The Yale Law Journal

April 2022

Whose Child Is This? Improving Child-Claiming Rules in Safety-Net Programs


abstract. To address the staggering problem of child poverty in the United States, policymakers distribute a host of safety-net and transfer programs designed to support children and families. All of these programs require rules to determine how benefits are distributed. Among the more important of these are “child-claiming” rules. These rules determine which adults can receive benefits for which children, driving how well a program helps recipients and satisfies societal goals.

This Article critically assesses the design of child-claiming rules for safety-net programs, using as case studies the Child Tax Credit and the Earned Income Tax Credit. It considers how best to design child-claiming rules to achieve specific program goals, the foremost of which is supporting children’s well-being. This analysis illustrates that no single rule regime dominates. Rather, policymakers must compromise between important objectives such as channeling benefits to children’s caregivers and providing flexibility to claimants’ households. Informed by a principle-driven framework, the Article considers how best to navigate these difficult tradeoffs and proposes specific child-claiming rules under several different benefit structures. The analytical framework can inform the design of administrable and inclusive child-claiming rules across safety-net programs.

→ WORK REQUIRED
Copy out the whole law journal abstract on child-claiming rules shown above, word for word.

→ DATASET EXTRACT
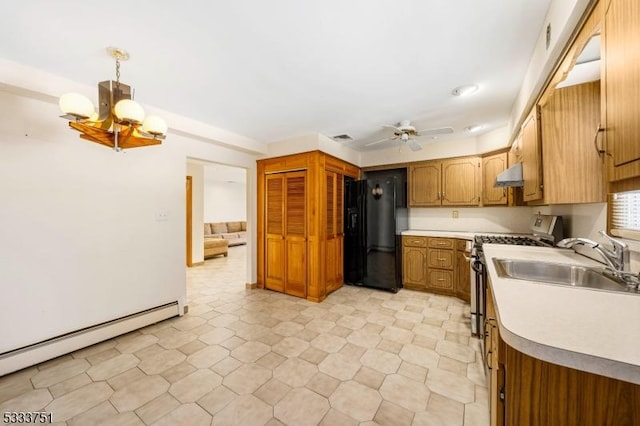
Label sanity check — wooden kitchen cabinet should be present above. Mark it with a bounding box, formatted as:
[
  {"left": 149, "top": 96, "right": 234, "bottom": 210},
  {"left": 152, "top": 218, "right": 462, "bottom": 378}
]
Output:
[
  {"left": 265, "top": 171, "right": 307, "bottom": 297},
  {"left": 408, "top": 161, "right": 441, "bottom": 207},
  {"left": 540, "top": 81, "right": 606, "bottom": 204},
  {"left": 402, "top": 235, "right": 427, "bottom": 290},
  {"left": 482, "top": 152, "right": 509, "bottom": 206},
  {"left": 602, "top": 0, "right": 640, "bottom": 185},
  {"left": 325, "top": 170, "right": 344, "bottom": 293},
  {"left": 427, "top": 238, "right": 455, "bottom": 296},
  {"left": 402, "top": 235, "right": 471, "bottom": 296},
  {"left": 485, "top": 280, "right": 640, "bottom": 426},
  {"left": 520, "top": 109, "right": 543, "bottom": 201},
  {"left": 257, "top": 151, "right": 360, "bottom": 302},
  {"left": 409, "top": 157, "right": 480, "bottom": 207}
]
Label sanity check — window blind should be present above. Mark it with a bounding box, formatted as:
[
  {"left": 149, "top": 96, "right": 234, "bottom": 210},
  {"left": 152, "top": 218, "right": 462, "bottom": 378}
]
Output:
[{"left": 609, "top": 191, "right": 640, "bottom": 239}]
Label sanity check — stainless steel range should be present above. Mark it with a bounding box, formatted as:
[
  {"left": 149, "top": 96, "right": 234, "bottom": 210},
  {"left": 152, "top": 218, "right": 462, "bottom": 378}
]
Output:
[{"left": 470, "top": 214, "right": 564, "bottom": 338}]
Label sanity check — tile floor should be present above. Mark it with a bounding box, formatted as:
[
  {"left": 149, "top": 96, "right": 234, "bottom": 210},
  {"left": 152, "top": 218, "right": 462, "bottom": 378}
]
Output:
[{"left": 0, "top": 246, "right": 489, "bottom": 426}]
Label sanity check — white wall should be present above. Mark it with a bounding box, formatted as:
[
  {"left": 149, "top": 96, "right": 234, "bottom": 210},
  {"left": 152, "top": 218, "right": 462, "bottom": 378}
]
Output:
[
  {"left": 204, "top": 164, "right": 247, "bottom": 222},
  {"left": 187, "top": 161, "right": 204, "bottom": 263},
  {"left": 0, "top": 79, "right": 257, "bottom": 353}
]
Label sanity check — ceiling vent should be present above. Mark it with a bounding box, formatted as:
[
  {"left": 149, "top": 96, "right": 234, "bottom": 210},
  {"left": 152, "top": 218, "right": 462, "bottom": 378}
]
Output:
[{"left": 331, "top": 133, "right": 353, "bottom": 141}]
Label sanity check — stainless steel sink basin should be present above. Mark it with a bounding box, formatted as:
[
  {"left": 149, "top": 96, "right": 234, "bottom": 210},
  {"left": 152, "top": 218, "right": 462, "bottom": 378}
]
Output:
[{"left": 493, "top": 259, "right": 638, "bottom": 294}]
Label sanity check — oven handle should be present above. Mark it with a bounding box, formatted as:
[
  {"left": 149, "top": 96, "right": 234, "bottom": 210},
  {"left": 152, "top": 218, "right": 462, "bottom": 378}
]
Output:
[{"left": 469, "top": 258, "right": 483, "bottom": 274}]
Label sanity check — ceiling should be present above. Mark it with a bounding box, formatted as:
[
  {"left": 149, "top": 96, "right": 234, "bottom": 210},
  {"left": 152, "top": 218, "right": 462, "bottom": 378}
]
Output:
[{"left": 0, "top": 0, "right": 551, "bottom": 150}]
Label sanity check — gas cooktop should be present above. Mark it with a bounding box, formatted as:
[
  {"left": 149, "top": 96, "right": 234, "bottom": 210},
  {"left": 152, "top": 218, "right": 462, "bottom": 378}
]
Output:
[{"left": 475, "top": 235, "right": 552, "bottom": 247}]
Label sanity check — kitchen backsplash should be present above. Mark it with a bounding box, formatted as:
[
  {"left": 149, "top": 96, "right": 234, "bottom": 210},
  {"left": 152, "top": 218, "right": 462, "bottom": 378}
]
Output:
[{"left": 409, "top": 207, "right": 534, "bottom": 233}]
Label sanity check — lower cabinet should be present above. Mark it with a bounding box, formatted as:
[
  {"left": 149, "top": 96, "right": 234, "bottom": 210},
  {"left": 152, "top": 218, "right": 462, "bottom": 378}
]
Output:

→ SOLVED EXERCISE
The Yale Law Journal

April 2022

Whose Child Is This? Improving Child-Claiming Rules in Safety-Net Programs


abstract. To address the staggering problem of child poverty in the United States, policymakers distribute a host of safety-net and transfer programs designed to support children and families. All of these programs require rules to determine how benefits are distributed. Among the more important of these are “child-claiming” rules. These rules determine which adults can receive benefits for which children, driving how well a program helps recipients and satisfies societal goals.

This Article critically assesses the design of child-claiming rules for safety-net programs, using as case studies the Child Tax Credit and the Earned Income Tax Credit. It considers how best to design child-claiming rules to achieve specific program goals, the foremost of which is supporting children’s well-being. This analysis illustrates that no single rule regime dominates. Rather, policymakers must compromise between important objectives such as channeling benefits to children’s caregivers and providing flexibility to claimants’ households. Informed by a principle-driven framework, the Article considers how best to navigate these difficult tradeoffs and proposes specific child-claiming rules under several different benefit structures. The analytical framework can inform the design of administrable and inclusive child-claiming rules across safety-net programs.